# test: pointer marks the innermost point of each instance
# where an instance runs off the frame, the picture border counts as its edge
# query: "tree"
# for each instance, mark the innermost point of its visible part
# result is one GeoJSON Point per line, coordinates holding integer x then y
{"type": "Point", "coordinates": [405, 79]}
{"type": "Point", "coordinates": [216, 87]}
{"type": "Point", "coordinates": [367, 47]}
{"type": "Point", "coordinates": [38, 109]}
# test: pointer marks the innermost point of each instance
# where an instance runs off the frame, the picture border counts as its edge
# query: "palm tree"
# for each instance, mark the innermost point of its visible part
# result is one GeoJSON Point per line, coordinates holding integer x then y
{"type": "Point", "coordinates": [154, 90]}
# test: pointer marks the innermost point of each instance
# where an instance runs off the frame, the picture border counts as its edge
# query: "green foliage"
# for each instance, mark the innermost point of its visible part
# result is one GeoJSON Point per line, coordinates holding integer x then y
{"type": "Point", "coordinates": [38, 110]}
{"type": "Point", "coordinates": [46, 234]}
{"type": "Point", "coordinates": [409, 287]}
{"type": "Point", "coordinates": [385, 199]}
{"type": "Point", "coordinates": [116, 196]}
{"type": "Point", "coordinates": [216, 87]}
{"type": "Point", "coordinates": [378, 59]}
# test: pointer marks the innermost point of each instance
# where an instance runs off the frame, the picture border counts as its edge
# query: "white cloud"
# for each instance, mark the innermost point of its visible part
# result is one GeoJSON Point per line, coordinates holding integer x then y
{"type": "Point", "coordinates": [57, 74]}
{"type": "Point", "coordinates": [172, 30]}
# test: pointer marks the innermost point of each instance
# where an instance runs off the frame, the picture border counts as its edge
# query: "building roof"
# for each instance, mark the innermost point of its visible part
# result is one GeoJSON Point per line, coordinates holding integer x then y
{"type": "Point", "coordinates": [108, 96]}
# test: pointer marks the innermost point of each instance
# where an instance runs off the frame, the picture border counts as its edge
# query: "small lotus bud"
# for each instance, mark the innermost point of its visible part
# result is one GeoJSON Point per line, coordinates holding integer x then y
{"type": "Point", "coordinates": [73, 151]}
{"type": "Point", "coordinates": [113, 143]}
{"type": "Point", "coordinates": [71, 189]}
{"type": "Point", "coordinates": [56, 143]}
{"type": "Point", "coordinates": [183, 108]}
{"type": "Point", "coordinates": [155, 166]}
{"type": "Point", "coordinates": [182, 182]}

+ + + +

Copy all of the entries above exactly as shown.

# test: pointer marks the innermost point of each instance
# where an instance runs off the frame, the picture border counts as its edge
# query: "tree"
# for each instance, mark the innermost point of its visible part
# result is one GeoJSON Point per line, coordinates holding integer x then y
{"type": "Point", "coordinates": [405, 79]}
{"type": "Point", "coordinates": [216, 87]}
{"type": "Point", "coordinates": [367, 47]}
{"type": "Point", "coordinates": [38, 109]}
# test: pointer marks the innermost point of each instance
# where an instance runs off the frame, the picture border counts as its edge
# query: "palm tree"
# for each instance, mark the innermost point of its visible part
# result is one GeoJSON Point per line, coordinates holding integer x then y
{"type": "Point", "coordinates": [154, 90]}
# test: pointer marks the innermost point of each instance
# where an instance runs off the frame, the picture border counts as its edge
# query: "green foliage"
# for each instance, mark the innermost point of its visible part
# result is one GeoJSON Point per line, coordinates holding integer x then y
{"type": "Point", "coordinates": [38, 110]}
{"type": "Point", "coordinates": [46, 234]}
{"type": "Point", "coordinates": [409, 287]}
{"type": "Point", "coordinates": [385, 199]}
{"type": "Point", "coordinates": [116, 196]}
{"type": "Point", "coordinates": [216, 87]}
{"type": "Point", "coordinates": [378, 59]}
# test: pointer marks the innermost point of each instance
# where an instance runs off the frame, the picture border counts as its edge
# query: "white cloud"
# for each instance, mark the innermost point of its visible part
# result is one GeoJSON Point per line, coordinates holding integer x then y
{"type": "Point", "coordinates": [57, 74]}
{"type": "Point", "coordinates": [172, 30]}
# test: pointer marks the innermost point of each instance
# where an instance runs off the frame, the picture border counts as its edge
# query: "building roof"
# for each instance, mark the innermost point of its visible part
# result is one GeoJSON Point per line, coordinates holding integer x then y
{"type": "Point", "coordinates": [108, 96]}
# test: pointer marks the innermost point of each instance
# where an instance runs off the frame, the picture border counts as its edge
# query: "small lotus bud"
# for each instance, mark the innermost point of its visible part
# result is one GeoJSON Point per line, coordinates holding integer x then y
{"type": "Point", "coordinates": [73, 151]}
{"type": "Point", "coordinates": [113, 143]}
{"type": "Point", "coordinates": [71, 189]}
{"type": "Point", "coordinates": [56, 143]}
{"type": "Point", "coordinates": [183, 108]}
{"type": "Point", "coordinates": [155, 166]}
{"type": "Point", "coordinates": [182, 182]}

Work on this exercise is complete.